» Directive A:
In the passage on SPARQL output formats, what does AllegroGraph return when it cannot generate a response in the format the client asks for?
» Directive B:
Reproduce the passage on SPARQL output formats between "Parameter: The server" and "a web browser.", inclusive.

» Passage given:

+++++

Formats are specified as part of the HTTP Accept headers of the REST request. When you query the SPARQL endpoint with REST Client APIs, you can specify the result output format (See https://docs.marklogic.com/guide/semantics/REST#id_54258. The response type format depends on the type of query and the MIME type in the HTTP Accept header.

This table describes the MIME types and Accept Header/Output formats (MIME type) for different types of SPARQL queries. (See https://docs.marklogic.com/guide/semantics/REST#id_54258 and https://docs.marklogic.com/guide/semantics/loading#id_70682)

SELECT
- application/sparql-results+xml
- application/sparql-results+json
- text/html
- text/csv
ASK queries return a boolean (true or false).
CONSTRUCT or DESCRIBE
- application/n-triples
- application/rdf+json
- application/rdf+xml
- text/turtle
- text/n3
- application/n-quads
- application/trig

AllegroGraph

Website: AllegroGraph
Documentation: https://franz.com/agraph/support/documentation/current/http-protocol.html
Uses: Only content negotiation (no URL parameters).
Parameter: The server always looks at the Accept header of a request, and tries to generate a response in the format that the client asks for. If this fails, a 406 response is returned. When no Accept, or an Accept of / is specified, the server prefers text/plain, in order to make it easy to explore the interface from a web browser.
JSON-LD (application/ld+json): NOT supported.

SELECT
- application/sparql-results+xml (DEFAULT if Accept: / is sent)
- application/sparql-results+json (and application/json)
- text/csv
- text/tab-separated-values
- OTHERS: application/sparql-results+ttl, text/integer, application/x-lisp-structured-expression, text/table, application/processed-csv, text/simple-csv, application/x-direct-upis
ASK
- application/sparql-results+xml (DEFAULT if Accept: / is sent)
- application/sparql-results+json (and application/json)
- Not supported: text/csv
- Not supported: text/tab-separated-values
CONSTRUCT
- application/rdf+xml (DEFAULT if Accept: / is sent)
- text/rdf+n3
- OTHERS: text/integer, application/json, text/plain, text/x-nquads, application/trix, text/table, application/x-direct-upis
DESCRIBE
- application/rdf+xml (DEFAULT if Accept: / is sent)

+++++

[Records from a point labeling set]
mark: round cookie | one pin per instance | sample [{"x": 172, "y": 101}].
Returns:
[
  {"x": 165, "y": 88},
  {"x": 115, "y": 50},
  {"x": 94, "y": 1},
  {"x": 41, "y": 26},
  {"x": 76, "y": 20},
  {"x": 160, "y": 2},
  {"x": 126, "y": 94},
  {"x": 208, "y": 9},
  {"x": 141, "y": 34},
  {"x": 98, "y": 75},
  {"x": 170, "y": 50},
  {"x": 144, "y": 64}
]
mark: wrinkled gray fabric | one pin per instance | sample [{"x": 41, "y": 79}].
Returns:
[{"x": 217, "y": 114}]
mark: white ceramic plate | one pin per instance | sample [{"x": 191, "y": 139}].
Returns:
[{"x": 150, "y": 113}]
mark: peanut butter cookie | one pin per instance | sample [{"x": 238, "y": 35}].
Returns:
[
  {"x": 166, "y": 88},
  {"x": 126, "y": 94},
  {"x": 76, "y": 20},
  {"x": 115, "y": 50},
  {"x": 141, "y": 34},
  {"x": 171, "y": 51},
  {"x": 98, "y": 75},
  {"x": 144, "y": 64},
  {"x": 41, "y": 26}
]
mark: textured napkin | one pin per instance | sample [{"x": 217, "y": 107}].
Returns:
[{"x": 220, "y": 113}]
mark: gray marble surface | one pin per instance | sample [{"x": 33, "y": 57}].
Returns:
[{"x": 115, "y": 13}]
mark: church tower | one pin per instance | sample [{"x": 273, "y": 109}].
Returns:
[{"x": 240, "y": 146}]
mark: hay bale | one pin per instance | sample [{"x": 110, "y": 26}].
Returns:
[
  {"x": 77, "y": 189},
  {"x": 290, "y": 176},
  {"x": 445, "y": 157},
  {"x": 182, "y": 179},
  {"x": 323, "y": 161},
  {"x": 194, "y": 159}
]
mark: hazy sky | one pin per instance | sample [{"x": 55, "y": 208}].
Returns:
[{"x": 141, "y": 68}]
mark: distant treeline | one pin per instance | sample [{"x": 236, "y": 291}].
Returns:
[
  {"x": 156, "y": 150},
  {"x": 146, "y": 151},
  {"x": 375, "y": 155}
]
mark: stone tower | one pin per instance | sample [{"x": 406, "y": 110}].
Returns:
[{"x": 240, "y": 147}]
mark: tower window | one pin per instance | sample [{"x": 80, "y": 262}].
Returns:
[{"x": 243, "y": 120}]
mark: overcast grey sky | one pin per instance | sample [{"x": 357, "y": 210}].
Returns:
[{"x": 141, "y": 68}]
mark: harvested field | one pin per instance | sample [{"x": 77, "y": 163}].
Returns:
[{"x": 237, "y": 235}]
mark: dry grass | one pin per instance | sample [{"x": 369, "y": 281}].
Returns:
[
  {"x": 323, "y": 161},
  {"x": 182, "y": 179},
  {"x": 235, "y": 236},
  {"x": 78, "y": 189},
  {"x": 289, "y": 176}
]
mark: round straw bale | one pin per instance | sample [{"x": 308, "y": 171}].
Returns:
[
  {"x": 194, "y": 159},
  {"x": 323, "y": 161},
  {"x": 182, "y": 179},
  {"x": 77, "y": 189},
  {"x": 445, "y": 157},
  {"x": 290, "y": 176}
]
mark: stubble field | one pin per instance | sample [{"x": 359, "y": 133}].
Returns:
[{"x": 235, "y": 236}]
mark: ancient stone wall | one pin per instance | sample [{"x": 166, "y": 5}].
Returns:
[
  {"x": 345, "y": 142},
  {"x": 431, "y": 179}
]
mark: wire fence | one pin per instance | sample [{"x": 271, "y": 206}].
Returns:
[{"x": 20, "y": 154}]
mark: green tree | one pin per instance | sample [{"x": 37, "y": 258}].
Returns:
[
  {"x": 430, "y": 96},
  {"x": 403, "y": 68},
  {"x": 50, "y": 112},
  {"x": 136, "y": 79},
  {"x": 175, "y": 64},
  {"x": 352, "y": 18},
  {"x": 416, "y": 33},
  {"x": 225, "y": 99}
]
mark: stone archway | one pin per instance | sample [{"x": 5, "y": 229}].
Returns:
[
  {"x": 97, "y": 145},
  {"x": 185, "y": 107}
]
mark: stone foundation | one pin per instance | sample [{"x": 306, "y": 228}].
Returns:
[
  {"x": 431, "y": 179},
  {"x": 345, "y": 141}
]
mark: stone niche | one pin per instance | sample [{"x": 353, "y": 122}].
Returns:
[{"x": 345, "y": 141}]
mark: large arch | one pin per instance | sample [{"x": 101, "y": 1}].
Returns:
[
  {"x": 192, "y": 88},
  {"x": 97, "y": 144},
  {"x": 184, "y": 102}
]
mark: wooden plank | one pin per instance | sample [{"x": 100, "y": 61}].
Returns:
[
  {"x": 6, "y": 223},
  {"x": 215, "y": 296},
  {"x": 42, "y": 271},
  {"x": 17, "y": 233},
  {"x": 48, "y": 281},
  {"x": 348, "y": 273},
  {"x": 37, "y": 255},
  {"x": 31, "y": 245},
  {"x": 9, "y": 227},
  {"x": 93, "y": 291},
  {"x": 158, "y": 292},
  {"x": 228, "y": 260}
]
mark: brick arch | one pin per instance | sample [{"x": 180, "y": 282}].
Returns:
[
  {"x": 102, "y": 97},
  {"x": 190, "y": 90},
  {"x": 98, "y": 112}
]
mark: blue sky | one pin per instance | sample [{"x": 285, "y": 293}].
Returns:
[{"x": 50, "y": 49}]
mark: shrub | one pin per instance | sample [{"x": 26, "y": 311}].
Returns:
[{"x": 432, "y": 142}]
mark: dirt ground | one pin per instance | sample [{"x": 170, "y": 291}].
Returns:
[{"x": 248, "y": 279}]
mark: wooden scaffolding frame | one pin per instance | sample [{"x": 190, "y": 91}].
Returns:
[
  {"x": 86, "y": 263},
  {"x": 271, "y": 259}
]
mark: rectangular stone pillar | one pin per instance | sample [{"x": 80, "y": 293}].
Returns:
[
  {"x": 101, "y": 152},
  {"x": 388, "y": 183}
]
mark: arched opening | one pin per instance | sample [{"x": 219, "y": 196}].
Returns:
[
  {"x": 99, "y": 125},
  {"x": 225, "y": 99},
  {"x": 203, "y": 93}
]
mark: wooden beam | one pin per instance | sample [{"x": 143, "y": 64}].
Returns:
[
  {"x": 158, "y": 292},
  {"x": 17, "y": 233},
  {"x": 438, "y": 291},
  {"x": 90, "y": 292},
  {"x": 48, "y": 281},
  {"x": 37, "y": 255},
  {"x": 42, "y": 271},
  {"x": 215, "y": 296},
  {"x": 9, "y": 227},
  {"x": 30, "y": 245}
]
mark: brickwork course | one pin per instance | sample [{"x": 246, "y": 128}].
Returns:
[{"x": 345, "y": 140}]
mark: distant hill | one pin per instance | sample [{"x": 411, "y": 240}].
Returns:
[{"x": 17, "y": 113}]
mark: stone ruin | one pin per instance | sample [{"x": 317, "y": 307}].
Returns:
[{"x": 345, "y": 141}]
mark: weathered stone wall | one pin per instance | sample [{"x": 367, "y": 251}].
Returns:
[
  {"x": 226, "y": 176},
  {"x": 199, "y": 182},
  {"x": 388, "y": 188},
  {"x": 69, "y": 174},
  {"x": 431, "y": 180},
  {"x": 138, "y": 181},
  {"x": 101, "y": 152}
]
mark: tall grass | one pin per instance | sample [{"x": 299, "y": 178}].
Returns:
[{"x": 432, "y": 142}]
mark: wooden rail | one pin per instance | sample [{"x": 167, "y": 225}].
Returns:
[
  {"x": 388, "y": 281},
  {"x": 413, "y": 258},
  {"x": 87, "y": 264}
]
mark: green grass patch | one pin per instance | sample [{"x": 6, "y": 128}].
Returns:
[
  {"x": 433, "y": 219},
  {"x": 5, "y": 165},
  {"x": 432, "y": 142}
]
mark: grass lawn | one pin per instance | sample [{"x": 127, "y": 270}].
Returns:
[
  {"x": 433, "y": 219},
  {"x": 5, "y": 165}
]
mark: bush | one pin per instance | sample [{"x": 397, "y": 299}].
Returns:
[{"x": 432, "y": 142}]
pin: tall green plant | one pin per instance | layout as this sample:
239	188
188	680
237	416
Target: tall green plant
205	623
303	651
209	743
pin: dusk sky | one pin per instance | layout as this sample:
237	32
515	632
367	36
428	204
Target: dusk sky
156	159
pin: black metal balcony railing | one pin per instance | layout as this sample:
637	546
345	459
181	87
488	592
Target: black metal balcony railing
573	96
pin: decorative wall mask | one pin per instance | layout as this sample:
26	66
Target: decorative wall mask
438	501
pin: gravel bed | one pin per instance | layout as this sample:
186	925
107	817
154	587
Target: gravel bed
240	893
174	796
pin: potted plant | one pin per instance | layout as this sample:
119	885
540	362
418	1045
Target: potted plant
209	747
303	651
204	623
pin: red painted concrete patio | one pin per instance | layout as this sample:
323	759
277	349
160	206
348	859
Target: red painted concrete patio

+++++

» Task output A:
A 406 response.

» Task output B:
Parameter: The server always looks at the Accept header of a request, and tries to generate a response in the format that the client asks for. If this fails, a 406 response is returned. When no Accept, or an Accept of / is specified, the server prefers text/plain, in order to make it easy to explore the interface from a web browser.